**Input rows:**
──────
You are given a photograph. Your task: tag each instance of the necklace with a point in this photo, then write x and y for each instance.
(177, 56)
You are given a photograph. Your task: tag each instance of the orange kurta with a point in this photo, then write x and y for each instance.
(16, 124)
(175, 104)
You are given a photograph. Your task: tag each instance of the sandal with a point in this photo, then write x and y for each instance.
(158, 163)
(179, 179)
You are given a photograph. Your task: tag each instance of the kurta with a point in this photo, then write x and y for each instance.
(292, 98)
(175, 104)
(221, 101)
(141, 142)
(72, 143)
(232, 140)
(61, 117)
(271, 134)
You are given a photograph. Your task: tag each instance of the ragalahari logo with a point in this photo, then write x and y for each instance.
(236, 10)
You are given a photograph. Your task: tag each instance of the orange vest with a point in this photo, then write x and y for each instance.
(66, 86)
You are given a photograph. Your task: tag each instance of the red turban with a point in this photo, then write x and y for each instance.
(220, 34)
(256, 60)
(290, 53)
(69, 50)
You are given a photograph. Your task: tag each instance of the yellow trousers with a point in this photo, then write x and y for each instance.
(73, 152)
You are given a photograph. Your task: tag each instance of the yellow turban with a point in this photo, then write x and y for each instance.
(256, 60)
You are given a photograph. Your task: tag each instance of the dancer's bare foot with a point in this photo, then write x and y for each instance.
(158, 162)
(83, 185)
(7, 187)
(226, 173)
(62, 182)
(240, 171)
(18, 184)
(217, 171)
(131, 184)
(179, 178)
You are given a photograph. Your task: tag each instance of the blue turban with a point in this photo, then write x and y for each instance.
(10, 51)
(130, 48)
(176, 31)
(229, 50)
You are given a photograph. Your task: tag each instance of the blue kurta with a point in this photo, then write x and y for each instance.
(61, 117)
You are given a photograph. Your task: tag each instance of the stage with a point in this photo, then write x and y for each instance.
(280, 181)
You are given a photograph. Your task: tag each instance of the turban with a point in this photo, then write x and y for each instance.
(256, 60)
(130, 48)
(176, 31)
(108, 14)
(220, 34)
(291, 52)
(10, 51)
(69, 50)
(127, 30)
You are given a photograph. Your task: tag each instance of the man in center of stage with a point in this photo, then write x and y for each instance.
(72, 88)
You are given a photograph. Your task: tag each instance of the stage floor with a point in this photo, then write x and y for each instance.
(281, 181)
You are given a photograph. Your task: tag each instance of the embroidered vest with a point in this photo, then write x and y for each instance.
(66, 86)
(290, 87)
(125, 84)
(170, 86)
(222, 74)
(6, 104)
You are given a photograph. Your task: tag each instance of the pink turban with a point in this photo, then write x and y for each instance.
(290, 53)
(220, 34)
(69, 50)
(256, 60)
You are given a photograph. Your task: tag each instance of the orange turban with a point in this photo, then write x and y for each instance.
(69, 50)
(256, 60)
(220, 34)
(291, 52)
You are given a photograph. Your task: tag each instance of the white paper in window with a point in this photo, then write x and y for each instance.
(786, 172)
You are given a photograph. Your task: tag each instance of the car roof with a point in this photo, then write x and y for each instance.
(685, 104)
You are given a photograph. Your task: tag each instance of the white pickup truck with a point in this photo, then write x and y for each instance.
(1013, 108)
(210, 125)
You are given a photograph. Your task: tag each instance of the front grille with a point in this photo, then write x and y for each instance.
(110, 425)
──────
**Stated exercise:** Please copy out the items word for word, starting with the line that contains "the white pickup" and continuing through the final line of the items.

**Solved exercise:**
You are given a photograph. Your task: tag each instance of the white pickup truck with a point in this photo, then write x and y for each instance.
(1013, 108)
(210, 125)
You are given a photograph. Your task: tag each instance of the front grille with a point in this photo, then write x and y for each instance.
(110, 425)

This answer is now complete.